_What you need to do:_ Return every line from the one containing "Annotation task — point out every instance of the man wearing" down to the one containing "[(387, 183)]", both included, copied exactly.

Extracted data entries:
*-*-*

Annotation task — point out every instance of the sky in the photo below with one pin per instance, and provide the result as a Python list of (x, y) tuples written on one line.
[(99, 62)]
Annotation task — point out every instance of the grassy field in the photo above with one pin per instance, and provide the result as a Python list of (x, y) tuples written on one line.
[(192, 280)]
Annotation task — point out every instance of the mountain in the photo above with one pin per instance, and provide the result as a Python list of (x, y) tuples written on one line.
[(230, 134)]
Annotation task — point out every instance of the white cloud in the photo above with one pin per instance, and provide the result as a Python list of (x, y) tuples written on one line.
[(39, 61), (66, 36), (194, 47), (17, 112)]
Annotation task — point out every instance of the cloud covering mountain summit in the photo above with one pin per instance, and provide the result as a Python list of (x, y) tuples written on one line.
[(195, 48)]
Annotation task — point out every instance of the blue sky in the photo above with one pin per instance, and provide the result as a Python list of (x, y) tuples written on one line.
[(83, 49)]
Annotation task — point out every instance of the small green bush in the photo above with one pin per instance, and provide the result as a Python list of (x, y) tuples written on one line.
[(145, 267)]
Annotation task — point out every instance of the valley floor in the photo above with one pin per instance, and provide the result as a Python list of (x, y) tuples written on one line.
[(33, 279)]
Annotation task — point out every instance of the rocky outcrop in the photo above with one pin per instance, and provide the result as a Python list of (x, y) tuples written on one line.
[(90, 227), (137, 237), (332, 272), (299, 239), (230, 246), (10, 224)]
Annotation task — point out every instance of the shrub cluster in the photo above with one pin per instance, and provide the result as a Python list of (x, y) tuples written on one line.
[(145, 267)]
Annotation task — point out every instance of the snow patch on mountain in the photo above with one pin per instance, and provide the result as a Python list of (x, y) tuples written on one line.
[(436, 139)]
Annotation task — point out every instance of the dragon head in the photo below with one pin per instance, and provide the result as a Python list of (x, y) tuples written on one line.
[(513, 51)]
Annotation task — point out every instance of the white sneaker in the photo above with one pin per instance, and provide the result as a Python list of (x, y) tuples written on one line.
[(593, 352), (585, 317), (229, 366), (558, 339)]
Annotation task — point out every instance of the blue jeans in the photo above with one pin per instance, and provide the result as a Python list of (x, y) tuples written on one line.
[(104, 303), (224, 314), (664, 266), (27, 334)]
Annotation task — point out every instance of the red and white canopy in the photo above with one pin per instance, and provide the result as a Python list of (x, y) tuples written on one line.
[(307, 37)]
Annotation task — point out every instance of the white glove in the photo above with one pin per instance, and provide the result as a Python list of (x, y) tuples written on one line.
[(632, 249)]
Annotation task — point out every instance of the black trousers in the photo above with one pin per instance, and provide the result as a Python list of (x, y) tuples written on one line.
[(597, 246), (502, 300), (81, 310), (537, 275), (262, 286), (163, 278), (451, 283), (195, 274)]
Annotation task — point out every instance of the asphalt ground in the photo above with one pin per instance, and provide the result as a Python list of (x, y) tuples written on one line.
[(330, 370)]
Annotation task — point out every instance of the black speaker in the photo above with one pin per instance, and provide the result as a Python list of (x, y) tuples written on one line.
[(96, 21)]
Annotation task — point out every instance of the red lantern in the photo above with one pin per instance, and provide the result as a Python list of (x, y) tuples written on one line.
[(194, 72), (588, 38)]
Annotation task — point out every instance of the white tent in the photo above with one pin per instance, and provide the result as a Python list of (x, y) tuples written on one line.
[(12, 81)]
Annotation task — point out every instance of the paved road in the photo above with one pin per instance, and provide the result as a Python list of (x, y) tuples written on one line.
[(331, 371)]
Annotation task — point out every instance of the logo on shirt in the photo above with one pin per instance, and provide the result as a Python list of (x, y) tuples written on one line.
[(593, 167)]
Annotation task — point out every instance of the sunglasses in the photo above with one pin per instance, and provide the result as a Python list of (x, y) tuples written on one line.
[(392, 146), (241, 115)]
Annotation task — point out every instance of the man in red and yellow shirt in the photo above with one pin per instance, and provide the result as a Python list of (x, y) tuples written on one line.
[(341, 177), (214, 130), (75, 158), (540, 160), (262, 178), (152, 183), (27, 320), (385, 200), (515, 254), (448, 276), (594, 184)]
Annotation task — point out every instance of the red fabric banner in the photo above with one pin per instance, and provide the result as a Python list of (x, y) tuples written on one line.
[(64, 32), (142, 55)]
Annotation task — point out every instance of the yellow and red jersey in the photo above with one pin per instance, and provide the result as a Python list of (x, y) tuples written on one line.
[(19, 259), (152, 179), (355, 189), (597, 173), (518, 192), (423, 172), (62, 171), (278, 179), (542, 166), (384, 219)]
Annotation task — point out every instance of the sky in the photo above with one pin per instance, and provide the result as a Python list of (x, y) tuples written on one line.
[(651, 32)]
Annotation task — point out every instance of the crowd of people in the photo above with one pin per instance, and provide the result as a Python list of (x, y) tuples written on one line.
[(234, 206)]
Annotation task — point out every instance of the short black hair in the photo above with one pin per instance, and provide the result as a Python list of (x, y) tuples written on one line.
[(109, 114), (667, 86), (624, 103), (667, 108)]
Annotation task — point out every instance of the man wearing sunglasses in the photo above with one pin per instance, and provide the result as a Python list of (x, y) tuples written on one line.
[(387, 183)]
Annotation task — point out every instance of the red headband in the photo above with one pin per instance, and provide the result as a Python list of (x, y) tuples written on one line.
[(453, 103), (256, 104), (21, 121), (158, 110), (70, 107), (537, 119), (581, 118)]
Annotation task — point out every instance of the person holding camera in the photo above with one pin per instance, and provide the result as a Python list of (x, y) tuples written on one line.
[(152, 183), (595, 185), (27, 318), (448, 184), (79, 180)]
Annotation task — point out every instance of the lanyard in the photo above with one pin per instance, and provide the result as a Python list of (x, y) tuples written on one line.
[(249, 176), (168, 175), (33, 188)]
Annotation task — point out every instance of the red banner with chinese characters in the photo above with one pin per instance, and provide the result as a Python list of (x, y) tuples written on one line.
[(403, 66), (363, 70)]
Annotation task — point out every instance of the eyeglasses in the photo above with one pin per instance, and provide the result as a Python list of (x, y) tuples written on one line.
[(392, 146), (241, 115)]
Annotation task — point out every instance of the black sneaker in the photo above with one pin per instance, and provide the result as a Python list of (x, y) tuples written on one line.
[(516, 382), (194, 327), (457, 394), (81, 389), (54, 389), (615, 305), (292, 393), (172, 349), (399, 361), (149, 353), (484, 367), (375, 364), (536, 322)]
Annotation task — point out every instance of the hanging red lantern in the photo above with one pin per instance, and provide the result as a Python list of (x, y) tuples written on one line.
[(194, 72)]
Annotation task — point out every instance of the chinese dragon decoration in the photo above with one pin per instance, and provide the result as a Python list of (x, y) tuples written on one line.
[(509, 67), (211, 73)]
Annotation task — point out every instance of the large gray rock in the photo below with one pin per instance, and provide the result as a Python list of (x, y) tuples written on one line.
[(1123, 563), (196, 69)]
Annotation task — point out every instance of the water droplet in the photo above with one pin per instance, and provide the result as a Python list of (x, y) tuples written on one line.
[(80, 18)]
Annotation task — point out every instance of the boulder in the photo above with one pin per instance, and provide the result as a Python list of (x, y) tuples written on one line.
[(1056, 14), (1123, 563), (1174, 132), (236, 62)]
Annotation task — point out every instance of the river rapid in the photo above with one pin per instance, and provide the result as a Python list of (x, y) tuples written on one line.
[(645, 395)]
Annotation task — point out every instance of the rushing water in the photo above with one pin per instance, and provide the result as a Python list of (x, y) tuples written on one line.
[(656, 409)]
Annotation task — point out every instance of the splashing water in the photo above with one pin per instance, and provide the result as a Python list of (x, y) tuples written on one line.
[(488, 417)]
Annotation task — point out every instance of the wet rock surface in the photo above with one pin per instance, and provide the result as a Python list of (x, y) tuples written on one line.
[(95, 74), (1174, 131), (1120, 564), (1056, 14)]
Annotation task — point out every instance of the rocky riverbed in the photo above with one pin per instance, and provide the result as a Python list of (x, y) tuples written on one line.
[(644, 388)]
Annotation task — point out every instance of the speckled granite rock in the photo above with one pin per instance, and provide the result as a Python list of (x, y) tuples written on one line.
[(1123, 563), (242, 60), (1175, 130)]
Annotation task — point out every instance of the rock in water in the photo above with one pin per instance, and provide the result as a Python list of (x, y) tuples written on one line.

*-*-*

_Exercise result:_
Annotation task — point out every instance of the man wearing sunglasses in the photo above with one pin per instance, and provide the result as a Python list of (x, y) tuples written on one line.
[(387, 183)]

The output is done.